> _What is required_
Could you output only the lines from the one containing "Put a point on the person paddling, one" through the last line of the data, both included?

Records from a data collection
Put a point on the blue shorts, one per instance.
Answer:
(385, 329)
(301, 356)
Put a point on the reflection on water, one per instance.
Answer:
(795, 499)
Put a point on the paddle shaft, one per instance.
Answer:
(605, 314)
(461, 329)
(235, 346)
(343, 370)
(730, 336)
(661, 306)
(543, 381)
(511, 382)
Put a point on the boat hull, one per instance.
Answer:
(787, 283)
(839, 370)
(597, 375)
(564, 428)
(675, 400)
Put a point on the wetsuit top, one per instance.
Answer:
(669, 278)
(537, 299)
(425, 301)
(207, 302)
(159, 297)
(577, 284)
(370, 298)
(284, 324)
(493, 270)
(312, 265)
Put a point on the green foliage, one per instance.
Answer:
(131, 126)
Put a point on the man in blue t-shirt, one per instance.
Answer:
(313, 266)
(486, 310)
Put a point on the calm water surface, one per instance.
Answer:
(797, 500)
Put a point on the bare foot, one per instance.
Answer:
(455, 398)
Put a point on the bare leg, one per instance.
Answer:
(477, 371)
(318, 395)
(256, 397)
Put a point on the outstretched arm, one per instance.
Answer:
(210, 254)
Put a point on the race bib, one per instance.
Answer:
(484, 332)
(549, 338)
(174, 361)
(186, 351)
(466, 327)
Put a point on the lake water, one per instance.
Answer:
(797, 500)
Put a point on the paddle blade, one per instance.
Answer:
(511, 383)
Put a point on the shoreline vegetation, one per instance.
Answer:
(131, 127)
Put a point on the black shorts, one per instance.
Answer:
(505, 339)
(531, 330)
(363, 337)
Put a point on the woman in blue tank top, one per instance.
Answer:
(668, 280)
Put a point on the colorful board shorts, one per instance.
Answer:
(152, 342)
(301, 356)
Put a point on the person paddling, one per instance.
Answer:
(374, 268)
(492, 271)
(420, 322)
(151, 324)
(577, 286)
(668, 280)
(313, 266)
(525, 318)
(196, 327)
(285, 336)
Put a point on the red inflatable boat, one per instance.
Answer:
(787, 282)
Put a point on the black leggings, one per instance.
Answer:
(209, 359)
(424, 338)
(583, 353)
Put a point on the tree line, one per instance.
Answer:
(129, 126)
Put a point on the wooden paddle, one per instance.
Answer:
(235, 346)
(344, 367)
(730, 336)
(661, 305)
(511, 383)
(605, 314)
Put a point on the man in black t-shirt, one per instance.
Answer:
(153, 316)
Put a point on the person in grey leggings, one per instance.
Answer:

> _Written response_
Put a point on the person paddling, one per instance.
Answer:
(374, 268)
(492, 271)
(420, 322)
(151, 324)
(577, 286)
(668, 280)
(313, 266)
(525, 318)
(196, 327)
(285, 336)
Put a point on the red inflatable boat, one per instance.
Answer:
(787, 282)
Put a point on the black leggings, one per instance.
Answer:
(209, 359)
(424, 338)
(583, 353)
Put a point on the tree line, one per instance.
Answer:
(129, 126)
Put a point on the wooden paddle, one per instance.
Answer:
(235, 346)
(344, 367)
(730, 336)
(661, 305)
(511, 383)
(605, 314)
Put a point on the man in black t-shirt, one per instance.
Answer:
(153, 316)
Put a point on the person in grey leggings, one per instance.
Answer:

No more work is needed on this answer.